--- Vorliegender Text ---
★ ★ ★ ★ ★ ★ ★

Geopolitische Machtspiele sind vorprogrammiert
Zu Modis ideologischen Verbündeten gehören mittlerweile die USA und Israel. Erst vor wenigen Wochen besuchte Modi die Staaten, in der die Gemeinsamkeiten zwischen Neu-Delhi und Washington deutlich wurden. Modi und Trump zelebrierten ihre Partnerschaft und ihren „Kampf gegen den Terror“, der natürlich auch in Kaschmir fortgeführt wird. Die beiden Staatschefs gelten als Produkte des neuen, rechten Zeitgeistes und umso weniger ist es überraschend, dass Modi mittlerweile als eine Art Trump Südasiens gilt. Währenddessen sind im Laufe der Amtszeit Modis auch die Kontakte zur Regierung Benjamin Netanjahus intensiver geworden. In den letzten Jahren gab es nicht nur Propagandatrips, an denen auch Bollywoodsternchen teilnahmen, sondern auch eine sehr konkrete Zusammenarbeit, etwa in Form von Rüstungsdeals. Währenddessen sind sich immer mehr Stimmen darin einig, dass die Situation in Kaschmir jener in Palästina gar nicht unähnlich ist.

★ ★ ★ ★ ★ ★ ★

--- Bereitgestellte Datensätze ---
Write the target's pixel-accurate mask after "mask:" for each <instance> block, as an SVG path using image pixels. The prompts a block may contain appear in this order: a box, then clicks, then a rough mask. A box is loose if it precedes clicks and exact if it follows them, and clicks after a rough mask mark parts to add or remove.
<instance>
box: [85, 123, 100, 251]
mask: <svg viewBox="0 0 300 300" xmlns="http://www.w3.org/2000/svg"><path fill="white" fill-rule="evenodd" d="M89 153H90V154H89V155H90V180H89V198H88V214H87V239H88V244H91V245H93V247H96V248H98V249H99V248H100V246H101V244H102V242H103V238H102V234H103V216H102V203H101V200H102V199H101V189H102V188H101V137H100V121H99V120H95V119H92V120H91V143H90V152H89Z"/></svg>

★ ★ ★ ★ ★ ★ ★

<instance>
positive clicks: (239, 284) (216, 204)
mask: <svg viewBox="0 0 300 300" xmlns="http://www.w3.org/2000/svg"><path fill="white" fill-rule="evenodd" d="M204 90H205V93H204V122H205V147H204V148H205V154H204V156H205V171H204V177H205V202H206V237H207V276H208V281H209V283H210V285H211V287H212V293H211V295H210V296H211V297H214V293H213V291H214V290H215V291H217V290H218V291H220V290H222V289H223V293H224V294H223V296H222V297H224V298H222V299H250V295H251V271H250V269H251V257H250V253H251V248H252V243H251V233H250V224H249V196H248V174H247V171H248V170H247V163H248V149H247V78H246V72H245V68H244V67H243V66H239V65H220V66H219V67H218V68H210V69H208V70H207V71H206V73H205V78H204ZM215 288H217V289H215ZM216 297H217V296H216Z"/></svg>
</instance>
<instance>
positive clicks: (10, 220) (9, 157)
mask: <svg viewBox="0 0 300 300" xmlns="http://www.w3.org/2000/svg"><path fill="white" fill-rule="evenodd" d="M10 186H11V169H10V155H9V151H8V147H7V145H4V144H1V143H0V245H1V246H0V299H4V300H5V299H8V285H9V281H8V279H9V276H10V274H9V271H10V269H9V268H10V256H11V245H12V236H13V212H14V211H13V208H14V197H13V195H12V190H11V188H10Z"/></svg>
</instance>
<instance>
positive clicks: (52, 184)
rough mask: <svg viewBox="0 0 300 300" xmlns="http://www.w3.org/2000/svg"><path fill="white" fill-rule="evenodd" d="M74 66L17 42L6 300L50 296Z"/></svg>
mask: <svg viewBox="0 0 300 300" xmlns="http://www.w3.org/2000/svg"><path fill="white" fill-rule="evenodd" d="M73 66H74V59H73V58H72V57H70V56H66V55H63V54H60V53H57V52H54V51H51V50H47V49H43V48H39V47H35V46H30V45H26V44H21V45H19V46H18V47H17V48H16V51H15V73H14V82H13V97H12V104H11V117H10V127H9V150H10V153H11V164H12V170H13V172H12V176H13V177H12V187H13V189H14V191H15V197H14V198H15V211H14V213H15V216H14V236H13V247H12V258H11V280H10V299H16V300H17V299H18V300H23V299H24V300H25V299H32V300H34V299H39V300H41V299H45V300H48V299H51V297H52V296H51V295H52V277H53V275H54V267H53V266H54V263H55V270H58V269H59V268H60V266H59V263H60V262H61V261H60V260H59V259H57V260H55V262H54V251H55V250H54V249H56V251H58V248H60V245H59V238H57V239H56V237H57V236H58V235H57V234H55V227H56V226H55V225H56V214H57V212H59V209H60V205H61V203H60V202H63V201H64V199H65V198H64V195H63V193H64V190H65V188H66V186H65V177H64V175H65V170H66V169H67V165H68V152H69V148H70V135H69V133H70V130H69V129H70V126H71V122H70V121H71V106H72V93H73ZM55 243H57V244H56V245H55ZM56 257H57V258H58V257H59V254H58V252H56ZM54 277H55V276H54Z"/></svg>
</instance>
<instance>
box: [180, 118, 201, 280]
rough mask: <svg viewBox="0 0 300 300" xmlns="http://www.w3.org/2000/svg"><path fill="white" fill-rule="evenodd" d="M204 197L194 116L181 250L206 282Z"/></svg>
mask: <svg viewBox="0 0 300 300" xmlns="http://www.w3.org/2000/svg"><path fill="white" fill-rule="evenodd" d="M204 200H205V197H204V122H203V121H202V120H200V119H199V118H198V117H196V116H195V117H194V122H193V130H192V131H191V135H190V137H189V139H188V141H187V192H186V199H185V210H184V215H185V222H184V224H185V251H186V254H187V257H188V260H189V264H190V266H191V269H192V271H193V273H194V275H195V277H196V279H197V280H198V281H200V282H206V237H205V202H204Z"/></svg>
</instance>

★ ★ ★ ★ ★ ★ ★

--- Aufgabe A ---
Welche Staaten zählen laut dem Text über Modis Bündnisse inzwischen zu seinen ideologischen Verbündeten?
--- Aufgabe B ---
Warum überrascht es laut dem Text über Modis Bündnisse wenig, dass Modi als eine Art Trump Südasiens gilt? Erklären Sie das in ein bis drei Sätzen.
--- Aufgabe C ---
Setzen Sie bitte den Text über Modis Bündnisse im Anschluss an seinen letzten Satz fort.
Die Datensätze werden hier nicht gebraucht.

--- Ihre Antwort A ---
Die USA und Israel.

--- Ihre Antwort B ---
Modi und Trump gelten beide als Produkte des neuen, rechten Zeitgeistes. Deshalb ist es umso weniger überraschend, dass Modi mittlerweile als eine Art Trump Südasiens angesehen wird.

--- Ihre Antwort C ---
Auf der anderen Seite ist allerdings klar, dass die USA auch zu den wichtigsten Geldgebern Pakistans gehören. Seit Beginn des „War on Terror“ erhielt Pakistan Milliarden Dollar aus Washington. Aufgrund des Krieges im Nachbarland Afghanistan war für die Amerikaner der pakistanische Verbündete besonders wichtig. Vor allem der Sicherheitsapparat des Landes, eine Art Staat im Staat mit dem berühmt-berüchtigten Geheimdienst ISI an der Spitze, profitiert von den Geldern enorm.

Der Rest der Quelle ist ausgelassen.